**REQUIRED WORK:** Retype, exactly as written, every line from the one containing "the orange balcony" through the last line of the records below, both included; skip the pictures.

---------- LISTING

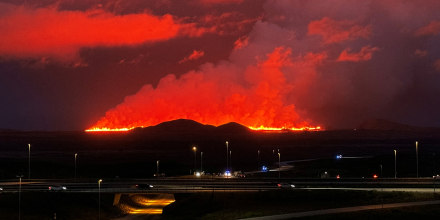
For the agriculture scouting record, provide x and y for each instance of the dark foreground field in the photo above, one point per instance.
(218, 205)
(135, 154)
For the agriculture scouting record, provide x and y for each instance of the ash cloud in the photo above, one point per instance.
(310, 84)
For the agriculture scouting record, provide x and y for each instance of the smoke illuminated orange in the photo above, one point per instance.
(255, 97)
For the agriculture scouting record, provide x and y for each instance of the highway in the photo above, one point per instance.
(189, 185)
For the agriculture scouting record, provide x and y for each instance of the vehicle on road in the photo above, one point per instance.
(57, 188)
(144, 186)
(285, 185)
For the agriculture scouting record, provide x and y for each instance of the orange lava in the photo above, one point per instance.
(260, 128)
(257, 97)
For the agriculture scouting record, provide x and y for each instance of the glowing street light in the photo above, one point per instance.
(279, 165)
(227, 156)
(29, 162)
(395, 164)
(99, 198)
(157, 168)
(195, 158)
(19, 197)
(201, 161)
(230, 159)
(258, 159)
(417, 158)
(76, 156)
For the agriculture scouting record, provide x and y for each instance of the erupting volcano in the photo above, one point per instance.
(254, 96)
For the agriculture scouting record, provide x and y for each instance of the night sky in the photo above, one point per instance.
(72, 65)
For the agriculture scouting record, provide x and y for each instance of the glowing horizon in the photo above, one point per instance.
(259, 128)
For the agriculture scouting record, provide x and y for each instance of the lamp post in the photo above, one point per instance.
(195, 158)
(19, 197)
(417, 159)
(99, 198)
(279, 165)
(258, 159)
(29, 161)
(395, 164)
(157, 168)
(227, 156)
(76, 156)
(230, 159)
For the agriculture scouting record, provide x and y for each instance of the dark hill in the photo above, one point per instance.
(232, 127)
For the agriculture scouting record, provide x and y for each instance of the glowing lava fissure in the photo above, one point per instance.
(260, 128)
(256, 96)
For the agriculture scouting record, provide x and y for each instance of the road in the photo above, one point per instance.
(343, 210)
(185, 185)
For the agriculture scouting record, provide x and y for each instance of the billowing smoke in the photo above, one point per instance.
(334, 63)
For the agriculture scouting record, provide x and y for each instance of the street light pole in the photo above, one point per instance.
(395, 164)
(19, 198)
(227, 156)
(29, 162)
(99, 198)
(230, 159)
(76, 156)
(201, 161)
(258, 159)
(195, 158)
(157, 168)
(279, 165)
(417, 158)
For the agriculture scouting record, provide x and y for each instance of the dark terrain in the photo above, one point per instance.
(134, 153)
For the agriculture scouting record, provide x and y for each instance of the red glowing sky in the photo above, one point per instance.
(69, 65)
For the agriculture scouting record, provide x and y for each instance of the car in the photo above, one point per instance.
(285, 185)
(144, 186)
(57, 188)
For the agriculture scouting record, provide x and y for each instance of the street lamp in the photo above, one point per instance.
(195, 158)
(417, 158)
(99, 198)
(157, 168)
(227, 156)
(258, 159)
(279, 165)
(29, 162)
(395, 164)
(76, 156)
(230, 159)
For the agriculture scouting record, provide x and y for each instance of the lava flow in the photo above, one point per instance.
(258, 97)
(260, 128)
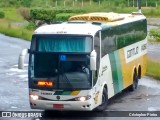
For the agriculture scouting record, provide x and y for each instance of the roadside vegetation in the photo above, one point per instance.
(154, 35)
(19, 18)
(153, 69)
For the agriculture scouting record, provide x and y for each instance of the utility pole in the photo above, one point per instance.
(99, 2)
(82, 3)
(64, 3)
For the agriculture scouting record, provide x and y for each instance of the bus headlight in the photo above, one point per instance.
(83, 98)
(34, 97)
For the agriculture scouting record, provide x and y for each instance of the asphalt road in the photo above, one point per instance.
(14, 87)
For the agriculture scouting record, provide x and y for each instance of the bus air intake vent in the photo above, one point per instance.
(98, 17)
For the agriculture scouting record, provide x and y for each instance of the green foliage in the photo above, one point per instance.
(49, 15)
(68, 10)
(155, 35)
(153, 69)
(2, 15)
(25, 13)
(43, 14)
(16, 32)
(63, 16)
(30, 26)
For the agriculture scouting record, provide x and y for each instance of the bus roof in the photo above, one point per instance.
(89, 24)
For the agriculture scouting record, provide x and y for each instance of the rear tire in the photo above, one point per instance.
(103, 106)
(135, 83)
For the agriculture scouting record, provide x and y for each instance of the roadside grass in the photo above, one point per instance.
(153, 69)
(19, 32)
(11, 14)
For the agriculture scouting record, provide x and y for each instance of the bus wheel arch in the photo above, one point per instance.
(104, 104)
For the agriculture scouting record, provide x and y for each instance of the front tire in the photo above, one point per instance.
(103, 106)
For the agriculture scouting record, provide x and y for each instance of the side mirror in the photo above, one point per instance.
(93, 58)
(22, 58)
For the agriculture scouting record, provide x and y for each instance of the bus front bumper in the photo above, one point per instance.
(61, 105)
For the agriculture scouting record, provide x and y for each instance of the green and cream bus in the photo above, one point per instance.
(81, 63)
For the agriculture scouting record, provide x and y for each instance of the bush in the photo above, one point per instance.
(63, 16)
(2, 15)
(25, 13)
(155, 34)
(43, 14)
(50, 15)
(31, 26)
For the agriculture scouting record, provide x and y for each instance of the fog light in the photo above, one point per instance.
(34, 97)
(83, 98)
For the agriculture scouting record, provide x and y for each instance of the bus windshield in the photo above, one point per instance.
(48, 63)
(64, 43)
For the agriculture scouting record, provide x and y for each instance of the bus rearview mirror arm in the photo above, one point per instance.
(93, 58)
(22, 58)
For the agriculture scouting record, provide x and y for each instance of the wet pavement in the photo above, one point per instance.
(14, 86)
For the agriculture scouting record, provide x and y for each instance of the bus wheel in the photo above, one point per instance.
(135, 83)
(103, 106)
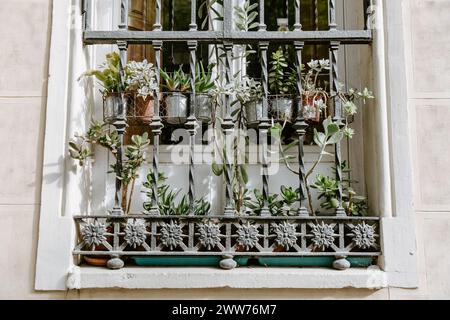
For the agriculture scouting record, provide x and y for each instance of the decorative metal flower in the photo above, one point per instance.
(209, 235)
(94, 233)
(135, 233)
(323, 235)
(171, 235)
(247, 235)
(286, 234)
(364, 235)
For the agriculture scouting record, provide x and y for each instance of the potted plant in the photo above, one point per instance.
(138, 89)
(282, 81)
(250, 95)
(314, 98)
(109, 77)
(175, 99)
(141, 79)
(204, 84)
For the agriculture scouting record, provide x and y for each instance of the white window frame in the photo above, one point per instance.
(55, 267)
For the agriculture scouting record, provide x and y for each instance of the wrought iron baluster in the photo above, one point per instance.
(157, 26)
(262, 24)
(120, 121)
(334, 87)
(300, 127)
(193, 25)
(156, 127)
(332, 15)
(228, 129)
(191, 124)
(298, 23)
(264, 126)
(87, 15)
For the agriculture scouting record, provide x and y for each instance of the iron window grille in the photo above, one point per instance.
(227, 235)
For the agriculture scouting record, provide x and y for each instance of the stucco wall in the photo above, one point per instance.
(25, 31)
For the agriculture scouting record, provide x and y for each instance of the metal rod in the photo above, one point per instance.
(262, 24)
(87, 14)
(298, 23)
(123, 25)
(120, 125)
(156, 127)
(157, 26)
(191, 124)
(227, 17)
(300, 127)
(228, 127)
(147, 37)
(332, 15)
(193, 25)
(334, 88)
(263, 127)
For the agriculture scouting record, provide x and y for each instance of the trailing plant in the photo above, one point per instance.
(255, 202)
(167, 196)
(353, 203)
(204, 82)
(178, 81)
(80, 149)
(331, 135)
(316, 97)
(328, 189)
(278, 204)
(289, 196)
(249, 90)
(281, 80)
(141, 77)
(108, 75)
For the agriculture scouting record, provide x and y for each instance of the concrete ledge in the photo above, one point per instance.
(243, 278)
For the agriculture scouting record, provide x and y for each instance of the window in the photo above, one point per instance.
(183, 233)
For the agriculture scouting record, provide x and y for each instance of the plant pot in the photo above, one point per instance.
(184, 261)
(144, 110)
(361, 262)
(97, 261)
(176, 105)
(114, 108)
(281, 108)
(254, 111)
(309, 107)
(203, 107)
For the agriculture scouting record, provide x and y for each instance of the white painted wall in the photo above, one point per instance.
(23, 101)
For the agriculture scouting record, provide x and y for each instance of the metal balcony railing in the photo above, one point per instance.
(227, 235)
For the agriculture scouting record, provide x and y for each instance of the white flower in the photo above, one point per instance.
(313, 64)
(350, 108)
(349, 132)
(324, 64)
(141, 76)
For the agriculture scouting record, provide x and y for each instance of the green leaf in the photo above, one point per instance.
(217, 169)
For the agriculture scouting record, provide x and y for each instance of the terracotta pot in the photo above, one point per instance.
(281, 108)
(176, 105)
(309, 108)
(144, 109)
(203, 107)
(254, 111)
(113, 107)
(97, 261)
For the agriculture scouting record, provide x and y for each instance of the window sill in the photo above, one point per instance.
(240, 278)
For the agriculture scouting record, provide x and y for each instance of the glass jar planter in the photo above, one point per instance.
(114, 108)
(176, 108)
(203, 107)
(254, 112)
(281, 107)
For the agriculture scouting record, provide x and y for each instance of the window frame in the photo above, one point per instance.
(56, 230)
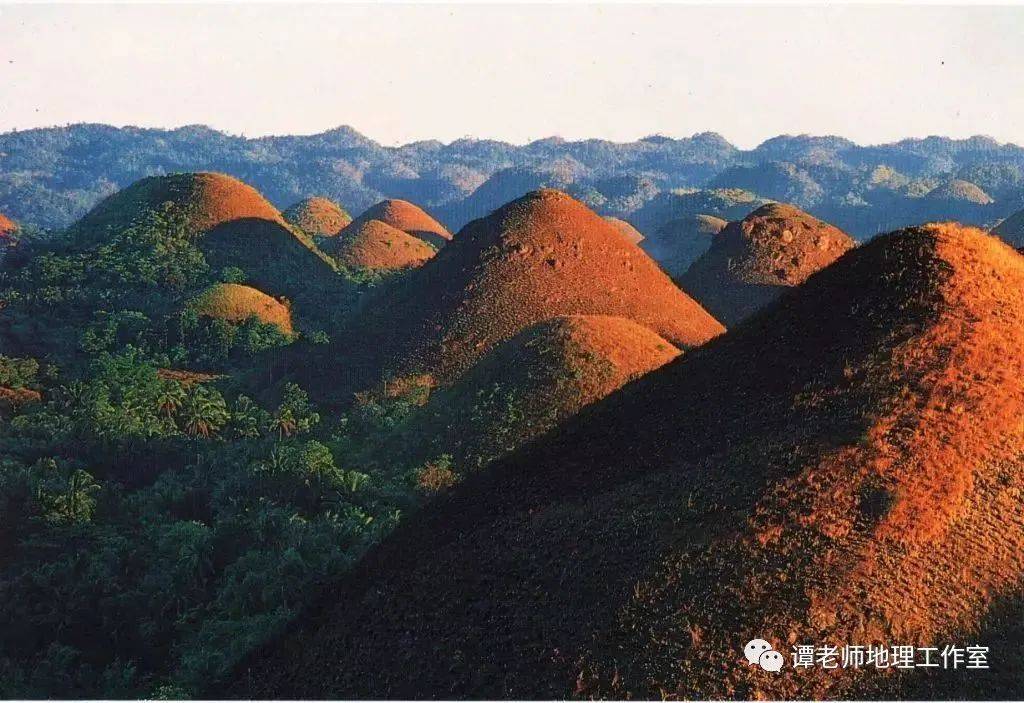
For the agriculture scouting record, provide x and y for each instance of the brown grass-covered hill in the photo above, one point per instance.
(409, 218)
(626, 229)
(960, 190)
(752, 261)
(1012, 229)
(843, 469)
(318, 216)
(232, 224)
(542, 256)
(208, 200)
(379, 247)
(523, 387)
(236, 303)
(679, 243)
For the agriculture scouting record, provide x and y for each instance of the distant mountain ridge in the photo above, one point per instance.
(50, 176)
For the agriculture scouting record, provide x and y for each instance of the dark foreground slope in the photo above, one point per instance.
(539, 257)
(844, 468)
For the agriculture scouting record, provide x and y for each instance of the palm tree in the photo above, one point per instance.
(170, 397)
(285, 423)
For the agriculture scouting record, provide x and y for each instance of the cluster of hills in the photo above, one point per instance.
(50, 177)
(560, 449)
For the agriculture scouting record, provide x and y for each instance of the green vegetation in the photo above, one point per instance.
(161, 515)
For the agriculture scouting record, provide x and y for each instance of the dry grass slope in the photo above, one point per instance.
(320, 216)
(542, 256)
(407, 217)
(378, 247)
(752, 261)
(679, 243)
(544, 375)
(626, 229)
(237, 303)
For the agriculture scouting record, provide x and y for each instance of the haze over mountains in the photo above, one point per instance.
(51, 176)
(561, 450)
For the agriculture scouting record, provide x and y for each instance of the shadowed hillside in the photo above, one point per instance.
(318, 216)
(73, 168)
(520, 389)
(828, 472)
(542, 256)
(378, 247)
(407, 217)
(236, 303)
(751, 262)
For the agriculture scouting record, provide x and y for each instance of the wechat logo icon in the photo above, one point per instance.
(761, 652)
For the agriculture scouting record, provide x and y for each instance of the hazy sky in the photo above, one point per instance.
(401, 73)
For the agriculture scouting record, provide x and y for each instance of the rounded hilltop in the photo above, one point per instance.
(317, 216)
(232, 225)
(678, 243)
(960, 190)
(863, 438)
(1012, 229)
(542, 256)
(207, 200)
(375, 246)
(404, 216)
(626, 229)
(751, 262)
(237, 303)
(547, 372)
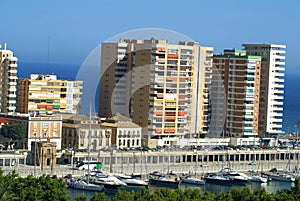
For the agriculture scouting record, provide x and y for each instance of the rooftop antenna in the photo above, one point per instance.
(48, 57)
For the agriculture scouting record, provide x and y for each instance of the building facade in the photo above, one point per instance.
(158, 84)
(241, 84)
(39, 128)
(272, 86)
(45, 94)
(125, 133)
(8, 80)
(75, 133)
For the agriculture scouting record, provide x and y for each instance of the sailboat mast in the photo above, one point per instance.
(169, 153)
(89, 144)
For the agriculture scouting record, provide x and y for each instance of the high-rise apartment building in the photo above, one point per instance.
(240, 89)
(272, 86)
(8, 80)
(159, 85)
(45, 94)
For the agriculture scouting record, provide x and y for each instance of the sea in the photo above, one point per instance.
(290, 119)
(69, 71)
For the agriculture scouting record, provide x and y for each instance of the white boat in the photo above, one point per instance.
(82, 185)
(235, 176)
(169, 180)
(108, 181)
(132, 181)
(258, 179)
(192, 180)
(217, 179)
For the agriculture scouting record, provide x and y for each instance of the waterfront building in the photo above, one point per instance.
(43, 154)
(45, 94)
(75, 133)
(240, 75)
(160, 85)
(39, 128)
(272, 86)
(125, 133)
(8, 80)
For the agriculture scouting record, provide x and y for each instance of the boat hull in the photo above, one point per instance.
(165, 183)
(193, 181)
(85, 186)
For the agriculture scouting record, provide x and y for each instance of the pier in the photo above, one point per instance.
(144, 162)
(199, 161)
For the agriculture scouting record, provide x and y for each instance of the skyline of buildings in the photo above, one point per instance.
(161, 86)
(8, 80)
(157, 84)
(172, 91)
(241, 80)
(45, 94)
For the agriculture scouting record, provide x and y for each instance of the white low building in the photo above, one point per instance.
(125, 133)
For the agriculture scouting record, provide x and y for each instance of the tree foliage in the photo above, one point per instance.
(236, 194)
(44, 188)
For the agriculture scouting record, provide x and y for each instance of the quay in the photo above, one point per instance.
(144, 162)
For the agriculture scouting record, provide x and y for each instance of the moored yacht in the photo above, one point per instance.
(256, 178)
(170, 180)
(132, 181)
(108, 181)
(82, 185)
(227, 176)
(191, 179)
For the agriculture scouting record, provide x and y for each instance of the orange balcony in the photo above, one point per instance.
(172, 79)
(160, 95)
(169, 130)
(41, 106)
(172, 56)
(181, 113)
(161, 49)
(49, 107)
(158, 113)
(170, 118)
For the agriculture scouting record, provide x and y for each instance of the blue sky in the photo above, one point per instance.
(77, 27)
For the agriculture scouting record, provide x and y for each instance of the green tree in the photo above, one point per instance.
(223, 196)
(143, 194)
(296, 189)
(81, 198)
(14, 131)
(99, 197)
(284, 195)
(262, 195)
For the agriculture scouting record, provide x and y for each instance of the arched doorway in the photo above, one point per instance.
(48, 161)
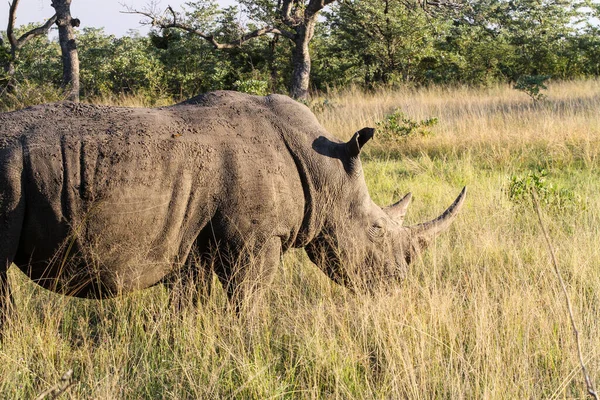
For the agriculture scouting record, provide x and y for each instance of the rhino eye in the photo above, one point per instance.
(377, 230)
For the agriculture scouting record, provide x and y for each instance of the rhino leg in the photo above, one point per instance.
(191, 284)
(244, 275)
(12, 211)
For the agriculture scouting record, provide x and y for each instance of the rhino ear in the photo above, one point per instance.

--------------------

**TASK ANSWER:**
For the agriculture scouting record, provide x and y for each instance of the orange balcony in the photo above, one point per instance.
(172, 79)
(160, 95)
(169, 130)
(41, 106)
(172, 56)
(181, 113)
(161, 49)
(49, 107)
(158, 113)
(170, 118)
For the agriculture scouting record, provide x and y for each instance of the blue sky in the photo above, one point per instance.
(77, 27)
For the agriculture scouting record, provide x and y for each instance of the green tree in the photo above, one point per instance.
(223, 196)
(143, 194)
(296, 189)
(81, 198)
(14, 131)
(99, 197)
(284, 195)
(262, 195)
For the agriculture scouting record, provide x and y for each instance of the arched doorway in the photo above, one point per instance.
(48, 161)
For the agriculture scouting record, provide x and y for each instance of the rhino eye in the photo above, one point per instance.
(377, 230)
For the agriculture scouting record, provide x and y for each instance of the rhino leg in the photo above, one point per instance.
(191, 284)
(244, 275)
(12, 211)
For the agriculture scouting record, provide x and y for each instance of the rhino ear in the photo above, one point per instance.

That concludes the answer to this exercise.